▸ **WHAT YOU SHOULD DO**
Return the lines of the rows below exactly as they appear, with nothing changed.

[Dataset rows]
☆ ☆ ☆ ☆
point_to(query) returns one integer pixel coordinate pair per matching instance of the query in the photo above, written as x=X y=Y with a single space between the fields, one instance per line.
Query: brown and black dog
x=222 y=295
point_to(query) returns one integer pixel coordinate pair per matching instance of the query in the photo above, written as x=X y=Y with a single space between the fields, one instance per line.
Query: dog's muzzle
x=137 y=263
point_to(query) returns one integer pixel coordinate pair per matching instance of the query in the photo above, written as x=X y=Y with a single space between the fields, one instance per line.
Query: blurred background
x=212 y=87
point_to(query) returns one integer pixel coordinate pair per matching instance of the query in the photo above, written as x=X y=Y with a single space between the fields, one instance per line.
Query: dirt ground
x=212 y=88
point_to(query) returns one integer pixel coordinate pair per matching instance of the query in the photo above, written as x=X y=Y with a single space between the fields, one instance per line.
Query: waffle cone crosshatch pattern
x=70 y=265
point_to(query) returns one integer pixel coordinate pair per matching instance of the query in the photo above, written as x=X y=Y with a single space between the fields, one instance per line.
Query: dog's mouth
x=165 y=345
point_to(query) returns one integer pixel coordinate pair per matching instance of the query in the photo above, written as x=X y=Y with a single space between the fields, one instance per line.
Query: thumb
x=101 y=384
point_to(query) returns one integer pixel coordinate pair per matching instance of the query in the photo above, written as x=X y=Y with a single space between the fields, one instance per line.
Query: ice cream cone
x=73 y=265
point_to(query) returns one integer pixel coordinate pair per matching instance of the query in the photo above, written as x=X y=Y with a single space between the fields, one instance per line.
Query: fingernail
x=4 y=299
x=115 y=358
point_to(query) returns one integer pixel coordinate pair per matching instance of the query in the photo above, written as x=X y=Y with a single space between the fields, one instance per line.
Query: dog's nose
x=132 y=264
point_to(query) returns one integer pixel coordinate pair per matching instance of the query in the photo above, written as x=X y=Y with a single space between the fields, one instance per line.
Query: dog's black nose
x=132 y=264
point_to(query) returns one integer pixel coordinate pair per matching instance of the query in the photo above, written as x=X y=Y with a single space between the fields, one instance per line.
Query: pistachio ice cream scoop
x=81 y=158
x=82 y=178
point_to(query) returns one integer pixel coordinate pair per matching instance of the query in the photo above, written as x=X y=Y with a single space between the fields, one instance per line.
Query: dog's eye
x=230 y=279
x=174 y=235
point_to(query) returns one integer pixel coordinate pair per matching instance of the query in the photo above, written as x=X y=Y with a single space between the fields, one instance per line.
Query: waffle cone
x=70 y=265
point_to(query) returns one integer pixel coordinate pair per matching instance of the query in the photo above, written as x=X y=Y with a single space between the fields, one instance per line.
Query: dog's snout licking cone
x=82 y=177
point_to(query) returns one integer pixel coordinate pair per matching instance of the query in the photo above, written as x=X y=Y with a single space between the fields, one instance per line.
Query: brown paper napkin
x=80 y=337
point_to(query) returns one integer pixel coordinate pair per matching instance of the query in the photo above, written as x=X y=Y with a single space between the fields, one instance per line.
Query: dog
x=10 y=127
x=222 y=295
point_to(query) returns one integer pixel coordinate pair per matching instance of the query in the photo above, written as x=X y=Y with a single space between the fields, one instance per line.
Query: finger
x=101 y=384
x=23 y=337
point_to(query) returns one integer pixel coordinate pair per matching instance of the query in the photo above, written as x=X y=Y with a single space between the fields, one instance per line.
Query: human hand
☆ ☆ ☆ ☆
▸ **RESPONSE**
point_to(query) returns one integer pixel coordinate pair per matching instance of the query in the photo above, written as x=X y=Y with a single space between the fields, one instance per line.
Query: brown and black dog
x=222 y=295
point_to(query) returns one integer pixel coordinate pair per matching instance of the query in the photo above, written as x=X y=Y with a single space between the fields, one instance per line.
Query: dog's muzzle
x=137 y=263
point_to(query) returns one integer pixel coordinate pair per matching instance of the query in the photo above, written as x=X y=Y with a single space between the fields, one instance per line.
Query: blurred background
x=212 y=87
point_to(query) returns one integer pixel coordinate pair per matching instance of the query in the photo above, written as x=X y=Y with a single space between the fields, one instance per line.
Query: dirt ground
x=212 y=88
point_to(query) returns one integer pixel coordinate pair per matching instance of the query in the photo above, written as x=X y=Y with a single space between the fields, one instance per line.
Query: waffle cone crosshatch pattern
x=70 y=265
point_to(query) returns one integer pixel coordinate pair per matching instance of the query in the photo above, written as x=X y=Y with a single space between the fields, one instance per line.
Query: dog's mouth
x=165 y=345
point_to(query) returns one integer pixel coordinate pair per matching instance of the query in the photo above, written as x=X y=Y with a single space between the fields, one instance per line.
Query: thumb
x=101 y=384
point_to(query) returns one integer pixel coordinate pair per matching instance of the query in the photo above, written as x=X y=Y with a single space between the fields, one instance per line.
Query: ice cream cone
x=73 y=265
point_to(query) returns one integer pixel coordinate pair per matching instance of the query in the photo above, written as x=X y=Y with a single space between the fields, one instance per line.
Query: fingernail
x=4 y=299
x=115 y=358
point_to(query) returns one integer pixel coordinate pair per matching instance of the query in the photo above, written as x=X y=Y with a single space between the fields, one instance per line.
Query: dog's nose
x=132 y=264
point_to(query) returns one integer pixel coordinate pair per matching instance of the query in the photo above, written as x=X y=Y with a single space between the fields, one instance per line.
Query: dog's black nose
x=132 y=264
point_to(query) returns one integer pixel coordinate pair per matching instance of the query in the photo above, written as x=X y=Y with a single space between the fields, one instance per line.
Query: pistachio ice cream scoop
x=81 y=158
x=82 y=178
point_to(query) returns one integer pixel coordinate pair per matching instance of the query in the photo above, written as x=X y=Y with a single space between the fields, one instance per line.
Query: dog's eye
x=230 y=279
x=174 y=235
point_to(query) returns one integer pixel coordinate pair per matching instance of the query in the photo above, written as x=X y=Y with a single space between the fields, one instance per line.
Query: waffle cone
x=70 y=265
point_to(query) returns one integer pixel coordinate pair per matching instance of the query in the photo above, written as x=X y=Y with a single space between the fields, one instance per line.
Query: dog's snout licking cone
x=82 y=177
point_to(query) returns one integer pixel coordinate pair per matching instance of the query in the photo above, written as x=X y=Y with a single space between the fields, one instance per line.
Query: brown paper napkin
x=80 y=337
point_to(query) returns one integer pixel coordinate pair per matching instance of the query in the photo above, written as x=X y=Y with a single space between the fields, one instance per line.
Query: dog
x=10 y=127
x=222 y=295
point_to(query) returns one integer pixel coordinate pair per matching instance of the query in the photo above, written as x=X y=Y with a single space between the fields, one instance per line.
Query: finger
x=101 y=384
x=23 y=337
point_to(query) returns one integer pixel coordinate pair per matching instance of the query in the photo above, written as x=X y=Y with a single space between the fields, one instance per line.
Query: human hand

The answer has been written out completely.